A second aspect of the disclosure includes: a turbine bucket having: a base; a blade coupled to the base and extending radially outward from the base, the blade including: a body having: a pressure side; a suction side opposing the pressure side; a leading edge between the pressure side and the suction side; and a trailing edge between the pressure side and the suction side on a side opposing the leading edge; and a plurality of radially extending cooling passageways within the body; and a shroud coupled to the blade radially outboard of the blade, the shroud including: a notch delineating an approximate mid-point between a leading half and a trailing half of the shroud; and an outlet path extending at least partially circumferentially through the shroud from the leading half to the trailing half, and fluidly connected with the plurality of radially extending cooling passageways within the body.
A third aspect of the disclosure includes: a turbine having: a stator; and a rotor contained within the stator, the rotor having: a spindle; and a plurality of buckets extending radially from the spindle, at least one of the plurality of buckets including: a base; a blade coupled to the base and extending radially outward from the base, the blade including: a body having: a pressure side; a suction side opposing the pressure side; a leading edge between the pressure side and the suction side; and a trailing edge between the pressure side and the suction side on a side opposing the leading edge; and a plurality of radially extending cooling passageways within the body; and a shroud coupled to the blade radially outboard of the blade, the shroud including: a plurality of radially extending outlet passageways fluidly connected with a first set of the plurality of radially extending cooling passageways within the body; and an outlet path extending at least partially circumferentially through the shroud and fluidly connected with all of a second, distinct set of the plurality of radially extending cooling passageways within the body.

BRIEF DESCRIPTION OF THE DRAWINGS

These and other features of this invention will be more readily understood from the following detailed description of the various aspects of the invention taken in conjunction with the accompanying drawings that depict various embodiments of the disclosure, in which:

FIG. 1 shows a side schematic view of a turbine bucket according to various embodiments.
FIG. 2 shows a close-up cross-sectional view of the bucket of FIG. 1 according to various embodiments.
FIG. 3 shows a partially transparent three-dimensional perspective view of the bucket of FIG. 2.
FIG. 4 shows a close-up cross-sectional view of a bucket according to various additional embodiments.

· · ·

TASK INSTRUCTIONS
A) According to the turbine bucket text, what does FIG. 3 show?
B) Carry on the turbine bucket text from its final sentence.
The data placed after the turbine bucket text has no role in this work.

DATA SHOWN
· · ·

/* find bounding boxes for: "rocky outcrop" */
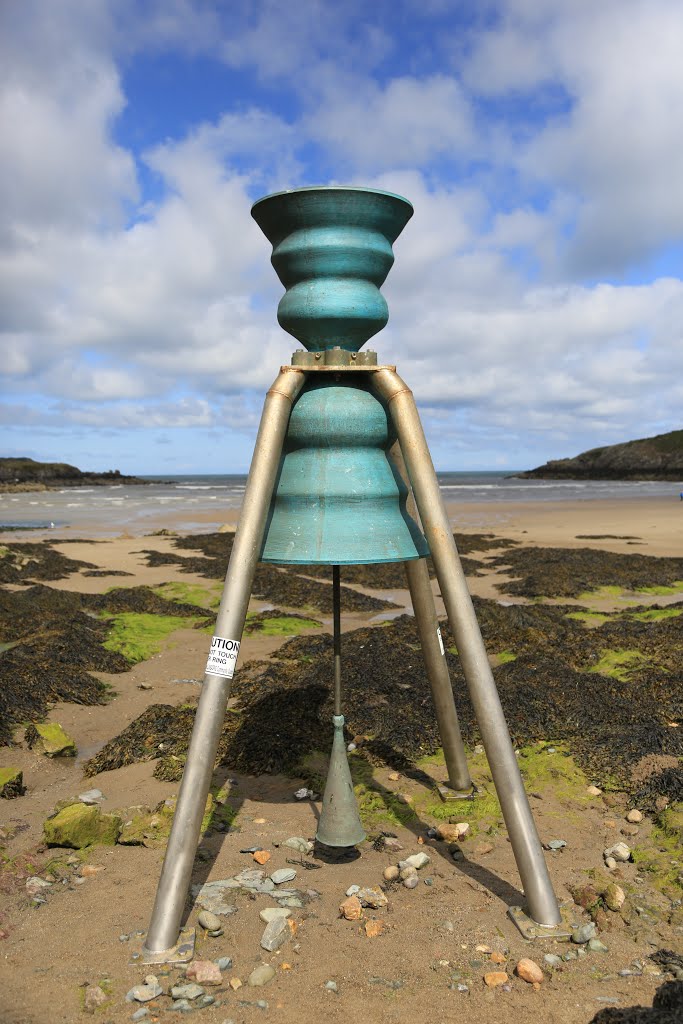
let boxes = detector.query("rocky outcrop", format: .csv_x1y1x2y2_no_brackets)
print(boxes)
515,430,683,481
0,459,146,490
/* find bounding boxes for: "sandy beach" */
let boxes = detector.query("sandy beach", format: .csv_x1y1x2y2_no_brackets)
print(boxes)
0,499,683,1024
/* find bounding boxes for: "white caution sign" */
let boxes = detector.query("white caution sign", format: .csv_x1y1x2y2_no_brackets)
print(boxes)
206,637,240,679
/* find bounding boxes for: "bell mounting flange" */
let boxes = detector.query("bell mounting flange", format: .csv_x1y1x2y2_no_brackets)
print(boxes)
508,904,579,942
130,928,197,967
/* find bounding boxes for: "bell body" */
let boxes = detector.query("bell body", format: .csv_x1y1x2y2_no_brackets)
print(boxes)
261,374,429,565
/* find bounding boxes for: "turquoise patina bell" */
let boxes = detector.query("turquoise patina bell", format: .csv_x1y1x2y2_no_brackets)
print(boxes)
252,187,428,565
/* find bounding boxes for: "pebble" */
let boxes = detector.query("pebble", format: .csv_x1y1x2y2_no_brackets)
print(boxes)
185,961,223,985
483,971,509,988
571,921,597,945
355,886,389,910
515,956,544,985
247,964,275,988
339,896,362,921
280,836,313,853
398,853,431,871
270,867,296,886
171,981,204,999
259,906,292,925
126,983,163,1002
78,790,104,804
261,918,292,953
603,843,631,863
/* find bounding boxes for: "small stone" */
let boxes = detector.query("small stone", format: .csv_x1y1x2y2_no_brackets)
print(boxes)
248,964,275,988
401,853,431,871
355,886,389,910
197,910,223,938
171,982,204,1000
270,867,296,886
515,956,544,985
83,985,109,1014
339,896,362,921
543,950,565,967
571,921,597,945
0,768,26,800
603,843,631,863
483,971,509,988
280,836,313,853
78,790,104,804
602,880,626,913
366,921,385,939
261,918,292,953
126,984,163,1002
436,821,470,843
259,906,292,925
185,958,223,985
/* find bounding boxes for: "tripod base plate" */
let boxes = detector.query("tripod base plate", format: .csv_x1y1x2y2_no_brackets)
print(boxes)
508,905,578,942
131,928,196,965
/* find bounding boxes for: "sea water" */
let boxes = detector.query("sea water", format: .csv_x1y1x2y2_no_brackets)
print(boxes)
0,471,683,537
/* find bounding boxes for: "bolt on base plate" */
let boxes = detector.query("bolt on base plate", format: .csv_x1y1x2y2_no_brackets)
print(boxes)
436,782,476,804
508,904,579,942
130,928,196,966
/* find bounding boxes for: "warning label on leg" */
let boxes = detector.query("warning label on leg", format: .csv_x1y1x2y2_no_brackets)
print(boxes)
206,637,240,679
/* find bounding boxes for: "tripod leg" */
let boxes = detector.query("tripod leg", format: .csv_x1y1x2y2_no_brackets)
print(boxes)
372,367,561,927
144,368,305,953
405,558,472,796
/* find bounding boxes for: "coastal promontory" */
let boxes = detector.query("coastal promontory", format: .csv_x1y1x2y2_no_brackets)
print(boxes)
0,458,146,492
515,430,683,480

· · ·

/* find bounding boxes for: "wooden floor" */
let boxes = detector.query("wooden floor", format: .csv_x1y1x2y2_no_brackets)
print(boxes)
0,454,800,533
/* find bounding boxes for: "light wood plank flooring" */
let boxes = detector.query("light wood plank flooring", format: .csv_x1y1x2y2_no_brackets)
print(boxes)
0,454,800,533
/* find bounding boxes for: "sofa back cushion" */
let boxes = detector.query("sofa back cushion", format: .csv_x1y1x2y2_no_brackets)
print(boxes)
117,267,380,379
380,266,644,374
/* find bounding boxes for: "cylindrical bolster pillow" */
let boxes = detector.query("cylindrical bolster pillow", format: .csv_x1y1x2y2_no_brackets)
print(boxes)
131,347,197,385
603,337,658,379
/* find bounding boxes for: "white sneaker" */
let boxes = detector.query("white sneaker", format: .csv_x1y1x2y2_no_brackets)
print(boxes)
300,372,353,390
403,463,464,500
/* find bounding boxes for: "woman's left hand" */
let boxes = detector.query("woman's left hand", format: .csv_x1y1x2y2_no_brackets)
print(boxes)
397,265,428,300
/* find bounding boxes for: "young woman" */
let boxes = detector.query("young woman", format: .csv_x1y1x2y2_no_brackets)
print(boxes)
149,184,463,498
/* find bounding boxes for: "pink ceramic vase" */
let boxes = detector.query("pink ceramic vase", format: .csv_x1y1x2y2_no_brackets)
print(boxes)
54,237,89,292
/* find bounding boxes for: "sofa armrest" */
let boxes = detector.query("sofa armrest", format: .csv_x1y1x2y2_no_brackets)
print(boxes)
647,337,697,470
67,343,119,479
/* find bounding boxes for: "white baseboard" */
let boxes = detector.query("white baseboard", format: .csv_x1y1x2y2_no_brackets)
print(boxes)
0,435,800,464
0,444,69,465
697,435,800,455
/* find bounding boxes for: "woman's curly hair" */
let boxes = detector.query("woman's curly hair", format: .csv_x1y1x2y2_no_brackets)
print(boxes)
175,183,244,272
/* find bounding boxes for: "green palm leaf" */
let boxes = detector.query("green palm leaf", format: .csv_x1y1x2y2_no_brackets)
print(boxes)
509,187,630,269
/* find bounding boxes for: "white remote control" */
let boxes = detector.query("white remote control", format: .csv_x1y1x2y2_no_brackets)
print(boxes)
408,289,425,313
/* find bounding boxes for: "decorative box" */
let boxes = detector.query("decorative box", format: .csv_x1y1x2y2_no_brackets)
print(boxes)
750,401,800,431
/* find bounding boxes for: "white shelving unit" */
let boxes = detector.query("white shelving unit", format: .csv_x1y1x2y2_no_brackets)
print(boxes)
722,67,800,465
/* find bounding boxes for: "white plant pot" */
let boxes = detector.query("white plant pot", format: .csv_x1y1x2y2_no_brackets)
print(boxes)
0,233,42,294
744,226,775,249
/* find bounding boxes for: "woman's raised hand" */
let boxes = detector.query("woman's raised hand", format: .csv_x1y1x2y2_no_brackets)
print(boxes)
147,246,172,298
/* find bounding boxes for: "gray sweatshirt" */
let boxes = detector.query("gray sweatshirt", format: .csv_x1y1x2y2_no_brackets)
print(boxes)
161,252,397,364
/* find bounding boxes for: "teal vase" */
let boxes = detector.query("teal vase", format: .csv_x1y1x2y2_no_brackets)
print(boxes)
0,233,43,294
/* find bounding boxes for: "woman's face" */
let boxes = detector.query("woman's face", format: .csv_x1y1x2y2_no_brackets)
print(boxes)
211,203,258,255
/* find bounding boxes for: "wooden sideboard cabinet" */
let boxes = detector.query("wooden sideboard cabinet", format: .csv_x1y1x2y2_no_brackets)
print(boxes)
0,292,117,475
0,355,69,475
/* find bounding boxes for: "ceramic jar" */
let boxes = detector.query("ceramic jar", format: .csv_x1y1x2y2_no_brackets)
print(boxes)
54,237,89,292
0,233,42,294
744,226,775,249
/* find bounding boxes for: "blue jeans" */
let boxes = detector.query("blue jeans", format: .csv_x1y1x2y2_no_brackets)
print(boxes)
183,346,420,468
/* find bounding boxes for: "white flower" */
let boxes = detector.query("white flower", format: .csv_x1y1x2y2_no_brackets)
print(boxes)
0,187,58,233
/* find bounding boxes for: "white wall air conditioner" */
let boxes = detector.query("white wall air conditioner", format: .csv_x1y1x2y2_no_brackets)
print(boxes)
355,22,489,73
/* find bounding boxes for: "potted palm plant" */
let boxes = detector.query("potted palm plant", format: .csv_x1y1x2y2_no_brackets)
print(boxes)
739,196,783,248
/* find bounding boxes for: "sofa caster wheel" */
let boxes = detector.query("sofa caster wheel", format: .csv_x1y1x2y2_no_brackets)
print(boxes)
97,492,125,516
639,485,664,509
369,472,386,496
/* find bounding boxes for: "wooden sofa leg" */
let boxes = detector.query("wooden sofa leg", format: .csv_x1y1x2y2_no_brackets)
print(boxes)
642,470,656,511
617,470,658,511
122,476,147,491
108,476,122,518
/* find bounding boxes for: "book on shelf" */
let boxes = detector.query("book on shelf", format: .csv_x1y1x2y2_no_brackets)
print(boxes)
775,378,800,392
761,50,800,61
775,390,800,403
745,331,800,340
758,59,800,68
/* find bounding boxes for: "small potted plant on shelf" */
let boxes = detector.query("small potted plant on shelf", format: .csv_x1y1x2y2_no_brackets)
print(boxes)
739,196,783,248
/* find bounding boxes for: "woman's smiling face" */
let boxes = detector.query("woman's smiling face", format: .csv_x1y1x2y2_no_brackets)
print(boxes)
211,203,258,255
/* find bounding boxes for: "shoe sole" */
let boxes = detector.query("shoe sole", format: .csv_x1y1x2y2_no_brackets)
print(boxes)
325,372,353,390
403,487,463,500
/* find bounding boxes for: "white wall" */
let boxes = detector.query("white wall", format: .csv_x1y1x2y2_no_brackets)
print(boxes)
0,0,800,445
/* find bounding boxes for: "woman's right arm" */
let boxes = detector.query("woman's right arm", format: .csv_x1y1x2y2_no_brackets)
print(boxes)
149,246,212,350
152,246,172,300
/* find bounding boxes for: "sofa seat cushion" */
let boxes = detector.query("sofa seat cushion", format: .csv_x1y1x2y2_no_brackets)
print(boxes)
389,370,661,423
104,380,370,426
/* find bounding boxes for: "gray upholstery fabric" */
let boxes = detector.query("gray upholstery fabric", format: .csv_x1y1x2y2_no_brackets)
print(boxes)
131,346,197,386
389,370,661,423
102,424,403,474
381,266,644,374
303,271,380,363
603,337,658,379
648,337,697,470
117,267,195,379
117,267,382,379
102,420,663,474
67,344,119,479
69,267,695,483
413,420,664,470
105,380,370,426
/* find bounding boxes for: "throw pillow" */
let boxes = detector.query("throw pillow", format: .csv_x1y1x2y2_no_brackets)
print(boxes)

· · ·

RESULTS BY TASK
A) A partially transparent three-dimensional perspective view of the bucket of FIG. 2.

B)
FIG. 5 shows a partially transparent three-dimensional perspective view of the bucket of FIG. 4
FIG. 6 shows a close-up cross-sectional view of a bucket according to various additional embodiments.
FIG. 7 shows a partially transparent three-dimensional perspective view of the bucket of FIG. 6.
FIG. 8 shows a close-up schematic cross-sectional depiction of an additional bucket according to various embodiments.
FIG. 9 shows a schematic top cut-away view of a portion of a bucket including at least one rib/guide vane proximate its trailing edge according to various embodiments.
FIG. 10 shows a schematic partial cross-sectional depiction of a turbine according to various embodiments.

It is noted that the drawings of the invention are not necessarily to scale. The drawings are intended to depict only typical aspects of the invention, and therefore should not be considered as limiting the scope of the invention. In the drawings, like numbering represents like elements between the drawings.

DETAILED DESCRIPTION OF THE INVENTION

As noted herein, the subject matter disclosed relates to turbines. Specifically, the subject matter disclosed herein relates to cooling fluid flow in gas turbines.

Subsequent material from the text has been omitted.